**** Seçilen bölüm ****
3- Irak'ın sınırları ve bağımsızlık saygınlığı korunmalıdır.
Avatoday: Irak, İran ve ABD arasında olası bir savaştan korkmakta, özelikle de Irak içindeki Haşdi Şabi'li bazı gurupların İran'ı desteklemeleri söz konusu iken acaba Irak bu gurupları kontrol altına alabilir mi?
Qanbar: Bu hayati meseleyi Irak tarafı ciddi ele almalı ve sert bir tutum takınmalı. Sadece o gurupları değil Irak'ın içinde çalışan İran Muhafızlar Ordusuna bağlı onlarca şirket var, hepsi engellenmeli. Çünkü pasdaran artık ABD'nin terör listesinde yer almaktadır. Ayriyeten o militarist gurupların bazı üyeleri ABD'nin o listesinde adlarının olmasına rağmen devletten maş alıyor. Bunların hepsi Irak'ın geleceğini ve halkı için tehdit teşkil etmektedir. Öyle ki Irak'ın İran ile bu ilişkileri dolayısıyla cezaya tabi tutulabilir. Irak bu konuda riskli de olsa daha sorumluluk taşıyan bir tavır sergilemeli, yoksa Irak ateşe atılır ve tüm siyasilerle birlikte iyi kötü demeden her kes yanacaktır.
**** Satırlar ****
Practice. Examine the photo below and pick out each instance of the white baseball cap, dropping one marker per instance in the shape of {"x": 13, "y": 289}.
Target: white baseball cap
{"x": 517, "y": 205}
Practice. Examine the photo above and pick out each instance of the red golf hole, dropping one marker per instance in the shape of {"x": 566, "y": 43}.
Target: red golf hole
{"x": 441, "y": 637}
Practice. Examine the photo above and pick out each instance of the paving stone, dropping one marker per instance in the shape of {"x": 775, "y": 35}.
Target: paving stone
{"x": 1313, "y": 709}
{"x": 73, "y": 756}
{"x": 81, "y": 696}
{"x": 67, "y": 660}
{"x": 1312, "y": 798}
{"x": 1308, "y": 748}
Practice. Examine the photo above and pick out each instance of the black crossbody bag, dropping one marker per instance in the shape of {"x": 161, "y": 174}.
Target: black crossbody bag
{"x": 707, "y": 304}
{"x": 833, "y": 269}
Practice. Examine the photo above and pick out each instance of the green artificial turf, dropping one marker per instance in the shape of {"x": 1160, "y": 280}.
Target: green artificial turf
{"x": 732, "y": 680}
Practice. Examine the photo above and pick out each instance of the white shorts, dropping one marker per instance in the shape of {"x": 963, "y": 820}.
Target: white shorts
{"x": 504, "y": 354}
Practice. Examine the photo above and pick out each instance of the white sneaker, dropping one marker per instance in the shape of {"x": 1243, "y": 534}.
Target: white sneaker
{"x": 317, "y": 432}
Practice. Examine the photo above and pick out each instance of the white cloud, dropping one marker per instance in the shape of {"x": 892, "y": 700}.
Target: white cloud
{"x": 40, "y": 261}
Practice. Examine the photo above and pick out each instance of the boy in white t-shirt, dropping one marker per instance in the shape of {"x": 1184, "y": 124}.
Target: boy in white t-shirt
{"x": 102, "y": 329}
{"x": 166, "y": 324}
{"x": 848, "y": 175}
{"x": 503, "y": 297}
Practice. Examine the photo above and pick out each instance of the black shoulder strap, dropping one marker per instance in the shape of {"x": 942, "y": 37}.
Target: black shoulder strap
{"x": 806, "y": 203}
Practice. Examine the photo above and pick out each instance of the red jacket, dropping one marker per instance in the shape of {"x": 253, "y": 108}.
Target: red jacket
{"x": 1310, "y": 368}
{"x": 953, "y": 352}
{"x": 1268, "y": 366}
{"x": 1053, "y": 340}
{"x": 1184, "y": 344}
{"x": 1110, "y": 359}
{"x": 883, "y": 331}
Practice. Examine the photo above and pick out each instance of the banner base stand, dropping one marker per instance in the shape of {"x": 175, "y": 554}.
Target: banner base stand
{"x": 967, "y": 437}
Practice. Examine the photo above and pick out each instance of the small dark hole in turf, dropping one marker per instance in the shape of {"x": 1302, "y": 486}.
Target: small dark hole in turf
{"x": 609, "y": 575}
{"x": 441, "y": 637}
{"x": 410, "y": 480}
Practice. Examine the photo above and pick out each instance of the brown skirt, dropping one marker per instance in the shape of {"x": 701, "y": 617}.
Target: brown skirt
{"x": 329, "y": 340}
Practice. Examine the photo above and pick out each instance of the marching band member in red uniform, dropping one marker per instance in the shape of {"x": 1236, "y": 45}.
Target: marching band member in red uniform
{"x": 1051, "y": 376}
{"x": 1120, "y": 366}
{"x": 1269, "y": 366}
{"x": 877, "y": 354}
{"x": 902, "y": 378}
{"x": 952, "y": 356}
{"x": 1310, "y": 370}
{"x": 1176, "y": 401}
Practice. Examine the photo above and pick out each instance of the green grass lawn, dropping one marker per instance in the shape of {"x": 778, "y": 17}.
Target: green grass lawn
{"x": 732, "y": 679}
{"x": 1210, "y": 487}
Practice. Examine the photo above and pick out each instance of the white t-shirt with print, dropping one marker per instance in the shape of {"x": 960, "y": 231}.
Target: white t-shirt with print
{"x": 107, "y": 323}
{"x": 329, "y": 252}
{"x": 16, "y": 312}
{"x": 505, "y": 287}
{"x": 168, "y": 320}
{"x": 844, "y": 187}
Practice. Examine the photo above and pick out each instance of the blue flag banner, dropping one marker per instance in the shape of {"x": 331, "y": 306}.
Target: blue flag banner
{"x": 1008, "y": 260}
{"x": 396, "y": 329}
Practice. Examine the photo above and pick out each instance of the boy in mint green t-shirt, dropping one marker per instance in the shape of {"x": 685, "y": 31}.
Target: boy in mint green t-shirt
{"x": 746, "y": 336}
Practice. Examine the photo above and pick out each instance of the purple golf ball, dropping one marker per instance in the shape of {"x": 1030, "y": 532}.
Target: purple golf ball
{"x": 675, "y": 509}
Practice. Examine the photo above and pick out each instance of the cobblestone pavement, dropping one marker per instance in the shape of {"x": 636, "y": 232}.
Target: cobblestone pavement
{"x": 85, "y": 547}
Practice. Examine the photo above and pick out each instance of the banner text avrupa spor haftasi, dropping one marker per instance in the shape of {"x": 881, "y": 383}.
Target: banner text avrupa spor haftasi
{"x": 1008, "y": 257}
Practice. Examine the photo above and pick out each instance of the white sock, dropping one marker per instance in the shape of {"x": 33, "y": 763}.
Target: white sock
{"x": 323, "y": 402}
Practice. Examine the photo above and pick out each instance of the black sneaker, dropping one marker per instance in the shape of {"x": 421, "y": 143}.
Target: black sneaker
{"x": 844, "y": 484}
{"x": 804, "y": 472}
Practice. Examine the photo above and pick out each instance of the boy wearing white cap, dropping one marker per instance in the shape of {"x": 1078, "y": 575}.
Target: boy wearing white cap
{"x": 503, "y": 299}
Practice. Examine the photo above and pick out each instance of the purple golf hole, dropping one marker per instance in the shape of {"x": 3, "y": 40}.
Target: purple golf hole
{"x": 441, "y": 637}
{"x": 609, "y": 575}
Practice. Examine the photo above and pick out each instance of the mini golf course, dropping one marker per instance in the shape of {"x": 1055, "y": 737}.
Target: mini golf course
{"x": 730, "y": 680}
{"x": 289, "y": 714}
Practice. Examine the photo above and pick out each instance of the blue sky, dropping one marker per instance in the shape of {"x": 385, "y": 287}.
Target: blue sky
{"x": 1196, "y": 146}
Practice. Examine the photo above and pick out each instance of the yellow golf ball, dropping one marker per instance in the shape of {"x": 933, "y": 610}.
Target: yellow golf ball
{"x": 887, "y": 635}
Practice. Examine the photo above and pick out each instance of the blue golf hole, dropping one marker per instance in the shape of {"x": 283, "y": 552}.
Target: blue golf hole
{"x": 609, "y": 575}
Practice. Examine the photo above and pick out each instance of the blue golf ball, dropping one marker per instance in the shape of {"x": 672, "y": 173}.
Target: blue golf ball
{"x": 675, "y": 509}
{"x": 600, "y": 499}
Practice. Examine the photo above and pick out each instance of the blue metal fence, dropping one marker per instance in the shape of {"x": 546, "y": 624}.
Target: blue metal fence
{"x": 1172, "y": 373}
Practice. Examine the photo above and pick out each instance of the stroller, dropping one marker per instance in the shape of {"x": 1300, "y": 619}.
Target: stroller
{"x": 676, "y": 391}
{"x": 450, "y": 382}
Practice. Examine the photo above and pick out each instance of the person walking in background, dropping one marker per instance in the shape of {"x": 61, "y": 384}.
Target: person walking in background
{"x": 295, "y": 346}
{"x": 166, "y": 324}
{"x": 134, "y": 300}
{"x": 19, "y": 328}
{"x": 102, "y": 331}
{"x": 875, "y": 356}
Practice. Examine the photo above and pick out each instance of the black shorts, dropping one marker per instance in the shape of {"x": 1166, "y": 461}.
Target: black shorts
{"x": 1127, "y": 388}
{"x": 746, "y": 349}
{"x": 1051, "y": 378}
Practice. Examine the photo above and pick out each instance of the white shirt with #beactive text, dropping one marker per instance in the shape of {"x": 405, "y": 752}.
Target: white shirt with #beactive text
****
## Gereksinim
Irak söyleşisinde "3- Irak'ın sınırları" ifadesinden "altına alabilir mi?" ifadesine kadar olan kısmı, "savaştan" yerine "çatışmadan" koyarak yeniden yazın.

## Tam yanıt
3- Irak'ın sınırları ve bağımsızlık saygınlığı korunmalıdır.
Avatoday: Irak, İran ve ABD arasında olası bir çatışmadan korkmakta, özelikle de Irak içindeki Haşdi Şabi'li bazı gurupların İran'ı desteklemeleri söz konusu iken acaba Irak bu gurupları kontrol altına alabilir mi?